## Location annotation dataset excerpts
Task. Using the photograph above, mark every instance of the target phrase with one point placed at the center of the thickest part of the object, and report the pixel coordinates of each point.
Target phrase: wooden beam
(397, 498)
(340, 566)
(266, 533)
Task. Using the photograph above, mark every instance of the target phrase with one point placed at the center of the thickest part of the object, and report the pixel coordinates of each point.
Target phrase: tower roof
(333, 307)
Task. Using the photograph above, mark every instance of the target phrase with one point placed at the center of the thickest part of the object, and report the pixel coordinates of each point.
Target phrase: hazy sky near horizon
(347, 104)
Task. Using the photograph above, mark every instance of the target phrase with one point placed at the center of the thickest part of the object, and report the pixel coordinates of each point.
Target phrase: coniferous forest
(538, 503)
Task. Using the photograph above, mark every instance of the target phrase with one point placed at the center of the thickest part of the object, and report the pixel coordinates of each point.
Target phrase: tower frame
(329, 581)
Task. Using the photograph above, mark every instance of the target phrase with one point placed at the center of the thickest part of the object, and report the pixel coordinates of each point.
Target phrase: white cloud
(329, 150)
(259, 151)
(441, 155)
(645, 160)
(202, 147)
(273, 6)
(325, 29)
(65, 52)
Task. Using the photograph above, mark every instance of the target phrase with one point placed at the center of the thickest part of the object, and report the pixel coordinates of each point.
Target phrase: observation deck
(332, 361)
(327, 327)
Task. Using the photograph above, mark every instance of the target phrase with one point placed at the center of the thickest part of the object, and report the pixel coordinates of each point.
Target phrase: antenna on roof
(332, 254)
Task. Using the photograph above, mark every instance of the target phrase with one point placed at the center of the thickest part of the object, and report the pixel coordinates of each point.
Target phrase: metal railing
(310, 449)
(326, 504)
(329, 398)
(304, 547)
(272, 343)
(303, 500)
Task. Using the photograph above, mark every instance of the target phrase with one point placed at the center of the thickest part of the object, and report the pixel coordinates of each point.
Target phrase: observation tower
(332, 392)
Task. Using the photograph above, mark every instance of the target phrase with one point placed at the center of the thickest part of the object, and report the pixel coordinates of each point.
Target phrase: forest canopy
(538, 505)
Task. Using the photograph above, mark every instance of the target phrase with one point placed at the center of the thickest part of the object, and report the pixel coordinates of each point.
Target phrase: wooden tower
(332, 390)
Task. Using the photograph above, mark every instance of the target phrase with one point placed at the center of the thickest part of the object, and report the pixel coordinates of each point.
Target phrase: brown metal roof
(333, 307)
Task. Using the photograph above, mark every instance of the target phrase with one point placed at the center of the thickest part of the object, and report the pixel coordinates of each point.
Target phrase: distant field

## WHAT THE EXERCISE ASKS
Recopy the entries above in their entirety, exactly.

## ANSWER TO THE PROBLEM
Task. Using the photograph above, mark every instance of the target phrase with one point placed at the center of the thickest part of the object, and report the pixel coordinates of each point.
Target phrase: wooden beam
(397, 498)
(340, 566)
(266, 533)
Task. Using the photograph above, mark every instance of the target phrase with one point placed at the center of the thickest part of the object, and report the pixel coordinates of each point.
Target phrase: tower roof
(333, 307)
Task. Using the photograph above, mark every instance of the target phrase with one point placed at the center of the thickest part of the object, and report the pixel coordinates of each point.
Target phrase: hazy sky near horizon
(347, 104)
Task. Using the photograph above, mark every instance of the target phrase with one point placed at the center of the thickest part of the object, and report the pixel coordinates of each point.
Target phrase: coniferous forest
(538, 503)
Task. Using the photograph above, mark every instance of the target phrase with one point placed at the center of the thickest part of the object, and report the pixel coordinates of each point.
Target phrase: tower frame
(329, 581)
Task. Using the photograph above, mark every instance of the target phrase with one point placed at the center of the thickest part of the object, and report the pixel coordinates of each point.
Target phrase: white cloud
(329, 150)
(259, 151)
(441, 155)
(645, 160)
(202, 147)
(273, 6)
(325, 29)
(65, 52)
Task. Using the photograph above, mark every instance of the target phrase with one point placed at the center of the thickest part of the object, and report the pixel coordinates of each point.
Target phrase: observation deck
(332, 361)
(327, 327)
Task. Using the photograph above, mark every instance of the target phrase with one point placed at the center of the thickest part of the object, and report the pixel coordinates of each point.
Target phrase: antenna on roof
(332, 254)
Task. Using the photograph above, mark every instance of the target phrase with one point placed at the center of the thickest part of the object, and report the pixel coordinates of each point.
Target phrase: metal railing
(310, 449)
(326, 504)
(329, 398)
(304, 547)
(272, 343)
(303, 500)
Task. Using the photograph above, mark every instance of the target phrase with one point placed at the center of the thickest part of the object, and report the pixel coordinates of each point.
Target phrase: observation tower
(332, 392)
Task. Using the photograph above, mark every instance of the target phrase with one point placed at the center of the thickest part of the object, and report the pixel coordinates of each point.
Target phrase: forest canopy
(538, 505)
Task. Using the photograph above, mark every instance of the target phrase with one point placed at the center of the thickest part of the object, and report the pixel coordinates of each point.
Target phrase: wooden tower
(332, 390)
Task. Using the photograph above, mark every instance of the target phrase with one point placed at the center of the thickest part of the object, and report the pixel coordinates of each point.
Target phrase: brown metal roof
(333, 307)
Task. Using the photograph above, mark every instance of the target phrase with one point placed at the center of the thickest part of the object, and report the pixel coordinates of each point.
Target phrase: distant field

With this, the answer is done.